抜粋文 -
----
次に「The Flying Nightingales」の特集がありました。第2次世界大戦中に前線に小さな飛行機で物資を届け、負傷者に応急処置をしつつ、その飛行機で避難させるという、とんでもなく大変な任務を遂行した女性たちの特集です。全員が短期間の医療処置の訓練を受けたボランティアであって、軍服を着た民間人であり、看護師として認定されているわけではありませんでした。その危険に満ちた仕事は多くの場合、記録されることもなく、その存在は忘れられようとしていました。ナイチンゲール博物館は、この方々にスポットを当て特集企画とすることにより、ケアする人へのリスペクトを表明したわけです。
カピバラ、こうしてフライング・ナイチンゲールの展示を思い出して書いているだけでも、なんといいますか、誰かに対してシャウトしたい気持ちが湧き上がってくるでござる。ケアする人、看護職が、歴史的にいつも引き受けてきた、引き受けざるを得なかった「病み」と「闇」と「痛み」を実感したからです。そしてナイチンゲール様の昔から、カオスな状況に分け入って勇気をもってケアする人がいること、それが「奉仕の心」などという表現でひとくくりにされ、ケアしたこともケアされたことも正当に評価されないことって、今の日本にだってたくさんありますよね。
でも、このあと、常設展示「Could you become a Nightingale Nurse?(ナイチンゲールナースになってみない?)」という、多種多様な看護職が実物大のパネルで、名前と所属とともに、自分の仕事とキャリアをその人自身の言葉でいきいきと紹介するコーナーで、看護職たちのリアルな言葉を読んでいくうちに、先ほどのもやもやが晴れていきました。今のUK看護プライドの着地点を確認したような気持ちになり、すっとしたのでした。看護職が自分たちの職業に誇りをもって、「看護職になってみない?」と言える、これはほんと素晴らしいことです。
----
取り組む課題 -
#1 抜粋文について、次の問いに答えよ。
(a) フライング・ナイチンゲールの女性たちは、看護師として認定されていたか。
(b) 多種多様な看護職を実物大のパネルで紹介する常設展示の名前は何か。
(c) 看護職が歴史的に引き受けてきたものとして挙げられている三つは何か。
#2 抜粋文から「カピバラ、こうしてフライング」から「だってたくさんありますよね。」までの部分を、一字一句変えずに抜き出せ。
----
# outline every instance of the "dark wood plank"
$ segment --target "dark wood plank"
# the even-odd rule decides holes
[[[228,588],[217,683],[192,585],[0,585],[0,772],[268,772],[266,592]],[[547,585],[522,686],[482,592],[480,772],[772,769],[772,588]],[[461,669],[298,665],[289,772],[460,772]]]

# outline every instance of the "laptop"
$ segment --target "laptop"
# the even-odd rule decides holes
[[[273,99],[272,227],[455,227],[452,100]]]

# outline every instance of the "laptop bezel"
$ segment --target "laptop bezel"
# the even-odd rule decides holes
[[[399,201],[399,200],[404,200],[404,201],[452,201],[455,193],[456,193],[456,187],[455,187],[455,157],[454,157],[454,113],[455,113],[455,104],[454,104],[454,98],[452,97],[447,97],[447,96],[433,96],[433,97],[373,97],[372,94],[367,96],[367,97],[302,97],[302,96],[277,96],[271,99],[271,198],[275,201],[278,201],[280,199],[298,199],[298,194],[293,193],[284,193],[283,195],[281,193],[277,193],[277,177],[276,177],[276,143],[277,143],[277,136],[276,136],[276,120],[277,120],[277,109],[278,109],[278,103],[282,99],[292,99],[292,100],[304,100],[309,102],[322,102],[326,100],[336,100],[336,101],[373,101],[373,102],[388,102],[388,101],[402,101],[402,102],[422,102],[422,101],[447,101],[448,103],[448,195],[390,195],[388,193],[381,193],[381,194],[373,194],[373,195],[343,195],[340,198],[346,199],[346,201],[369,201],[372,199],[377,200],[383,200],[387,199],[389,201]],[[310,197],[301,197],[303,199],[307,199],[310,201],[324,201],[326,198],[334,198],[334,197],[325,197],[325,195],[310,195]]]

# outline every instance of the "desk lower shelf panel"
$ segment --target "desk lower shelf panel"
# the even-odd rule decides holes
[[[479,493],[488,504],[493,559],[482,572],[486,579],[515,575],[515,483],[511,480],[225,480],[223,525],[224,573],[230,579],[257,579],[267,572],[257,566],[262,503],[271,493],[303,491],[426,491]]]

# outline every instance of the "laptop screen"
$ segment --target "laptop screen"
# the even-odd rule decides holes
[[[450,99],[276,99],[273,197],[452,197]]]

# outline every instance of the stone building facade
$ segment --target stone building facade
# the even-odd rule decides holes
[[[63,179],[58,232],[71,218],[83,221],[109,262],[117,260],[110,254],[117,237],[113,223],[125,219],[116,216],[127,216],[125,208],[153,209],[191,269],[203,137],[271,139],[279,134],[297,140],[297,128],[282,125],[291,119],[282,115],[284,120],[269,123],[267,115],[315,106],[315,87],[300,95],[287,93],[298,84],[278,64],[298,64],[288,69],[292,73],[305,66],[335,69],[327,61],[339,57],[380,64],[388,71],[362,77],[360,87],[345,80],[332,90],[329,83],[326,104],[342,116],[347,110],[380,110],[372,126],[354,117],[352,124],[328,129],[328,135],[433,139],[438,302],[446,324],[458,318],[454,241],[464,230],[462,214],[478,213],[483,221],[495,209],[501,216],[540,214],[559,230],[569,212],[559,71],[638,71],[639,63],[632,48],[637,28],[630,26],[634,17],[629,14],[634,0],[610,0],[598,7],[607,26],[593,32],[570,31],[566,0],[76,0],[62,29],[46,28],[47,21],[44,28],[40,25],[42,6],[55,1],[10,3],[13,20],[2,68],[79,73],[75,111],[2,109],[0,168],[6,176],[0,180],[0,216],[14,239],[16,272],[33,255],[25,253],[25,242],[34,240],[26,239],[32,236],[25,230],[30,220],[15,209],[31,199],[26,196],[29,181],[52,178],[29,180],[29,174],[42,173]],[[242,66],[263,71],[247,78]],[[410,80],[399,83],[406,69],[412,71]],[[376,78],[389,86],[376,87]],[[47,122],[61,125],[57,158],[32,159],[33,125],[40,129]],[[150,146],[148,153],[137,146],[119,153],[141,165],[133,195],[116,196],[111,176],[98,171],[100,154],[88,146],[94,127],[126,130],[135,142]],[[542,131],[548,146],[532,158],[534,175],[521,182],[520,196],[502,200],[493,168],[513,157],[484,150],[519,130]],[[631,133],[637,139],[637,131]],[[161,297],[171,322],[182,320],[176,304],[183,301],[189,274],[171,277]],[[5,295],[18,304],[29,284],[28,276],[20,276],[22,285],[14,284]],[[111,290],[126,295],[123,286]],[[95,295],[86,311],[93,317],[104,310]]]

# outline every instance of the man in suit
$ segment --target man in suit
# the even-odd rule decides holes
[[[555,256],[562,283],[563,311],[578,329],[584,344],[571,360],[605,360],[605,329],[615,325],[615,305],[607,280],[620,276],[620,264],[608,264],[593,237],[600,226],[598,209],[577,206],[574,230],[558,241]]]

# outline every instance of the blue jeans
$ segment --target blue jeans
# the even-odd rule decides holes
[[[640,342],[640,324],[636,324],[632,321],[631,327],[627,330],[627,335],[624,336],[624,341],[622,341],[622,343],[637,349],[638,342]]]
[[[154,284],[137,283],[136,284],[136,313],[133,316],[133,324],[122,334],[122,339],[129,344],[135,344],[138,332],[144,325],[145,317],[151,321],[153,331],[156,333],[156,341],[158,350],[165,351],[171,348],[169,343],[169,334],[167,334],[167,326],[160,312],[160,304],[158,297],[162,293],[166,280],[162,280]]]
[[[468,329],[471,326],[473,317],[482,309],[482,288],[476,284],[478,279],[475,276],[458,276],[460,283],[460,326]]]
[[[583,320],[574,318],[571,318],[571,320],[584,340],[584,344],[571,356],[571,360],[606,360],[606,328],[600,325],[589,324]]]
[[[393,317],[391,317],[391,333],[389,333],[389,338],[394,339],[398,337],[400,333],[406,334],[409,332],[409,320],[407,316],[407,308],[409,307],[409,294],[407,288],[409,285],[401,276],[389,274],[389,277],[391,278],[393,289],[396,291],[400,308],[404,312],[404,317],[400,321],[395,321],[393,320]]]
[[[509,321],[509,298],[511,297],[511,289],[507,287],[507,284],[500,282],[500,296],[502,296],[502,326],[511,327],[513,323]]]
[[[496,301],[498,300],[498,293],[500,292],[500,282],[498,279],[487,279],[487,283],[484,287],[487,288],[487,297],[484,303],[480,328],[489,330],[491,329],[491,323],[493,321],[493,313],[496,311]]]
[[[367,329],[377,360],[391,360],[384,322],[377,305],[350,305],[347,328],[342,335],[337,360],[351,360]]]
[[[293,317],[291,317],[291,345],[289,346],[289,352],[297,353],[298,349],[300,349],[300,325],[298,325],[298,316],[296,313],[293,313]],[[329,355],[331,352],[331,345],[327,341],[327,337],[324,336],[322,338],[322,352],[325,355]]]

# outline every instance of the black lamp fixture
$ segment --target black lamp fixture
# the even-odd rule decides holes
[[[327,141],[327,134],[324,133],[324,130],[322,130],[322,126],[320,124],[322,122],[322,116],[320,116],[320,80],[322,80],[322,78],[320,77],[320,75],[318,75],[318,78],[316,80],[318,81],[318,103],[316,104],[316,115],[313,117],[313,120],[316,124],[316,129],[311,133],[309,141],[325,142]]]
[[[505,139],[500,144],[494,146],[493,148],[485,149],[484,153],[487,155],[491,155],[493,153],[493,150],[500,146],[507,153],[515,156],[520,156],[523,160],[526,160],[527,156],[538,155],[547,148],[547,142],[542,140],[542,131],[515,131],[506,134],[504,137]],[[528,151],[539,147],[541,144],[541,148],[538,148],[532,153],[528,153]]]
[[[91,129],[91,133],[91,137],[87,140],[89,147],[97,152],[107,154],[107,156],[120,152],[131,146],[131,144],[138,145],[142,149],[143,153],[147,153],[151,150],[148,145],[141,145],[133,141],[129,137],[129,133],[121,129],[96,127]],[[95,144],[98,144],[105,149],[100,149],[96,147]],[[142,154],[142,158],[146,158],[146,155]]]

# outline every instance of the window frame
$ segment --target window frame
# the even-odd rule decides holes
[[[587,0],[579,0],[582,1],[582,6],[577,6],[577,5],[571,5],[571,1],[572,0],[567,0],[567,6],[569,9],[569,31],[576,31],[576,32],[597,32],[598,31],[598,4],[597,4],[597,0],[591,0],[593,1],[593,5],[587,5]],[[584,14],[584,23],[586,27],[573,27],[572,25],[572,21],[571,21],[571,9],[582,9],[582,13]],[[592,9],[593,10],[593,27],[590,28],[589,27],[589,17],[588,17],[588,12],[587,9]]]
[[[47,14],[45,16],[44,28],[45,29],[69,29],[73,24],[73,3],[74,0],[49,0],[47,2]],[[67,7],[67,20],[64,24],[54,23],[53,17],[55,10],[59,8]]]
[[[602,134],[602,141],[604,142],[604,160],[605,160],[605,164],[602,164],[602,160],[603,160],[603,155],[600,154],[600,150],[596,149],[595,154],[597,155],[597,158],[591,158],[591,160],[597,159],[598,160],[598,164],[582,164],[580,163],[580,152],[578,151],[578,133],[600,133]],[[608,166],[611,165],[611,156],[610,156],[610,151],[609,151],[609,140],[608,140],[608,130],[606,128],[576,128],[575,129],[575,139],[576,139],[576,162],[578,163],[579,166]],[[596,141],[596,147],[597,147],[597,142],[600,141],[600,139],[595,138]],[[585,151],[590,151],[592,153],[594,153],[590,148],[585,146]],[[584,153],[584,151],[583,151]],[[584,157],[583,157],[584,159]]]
----
各課題の解答 -
#1
(a) 認定されていなかった。全員が短期間の医療処置の訓練を受けたボランティアで、軍服を着た民間人だった。
(b) 「Could you become a Nightingale Nurse?(ナイチンゲールナースになってみない?)」
(c) 「病み」と「闇」と「痛み」

#2
カピバラ、こうしてフライング・ナイチンゲールの展示を思い出して書いているだけでも、なんといいますか、誰かに対してシャウトしたい気持ちが湧き上がってくるでござる。ケアする人、看護職が、歴史的にいつも引き受けてきた、引き受けざるを得なかった「病み」と「闇」と「痛み」を実感したからです。そしてナイチンゲール様の昔から、カオスな状況に分け入って勇気をもってケアする人がいること、それが「奉仕の心」などという表現でひとくくりにされ、ケアしたこともケアされたことも正当に評価されないことって、今の日本にだってたくさんありますよね。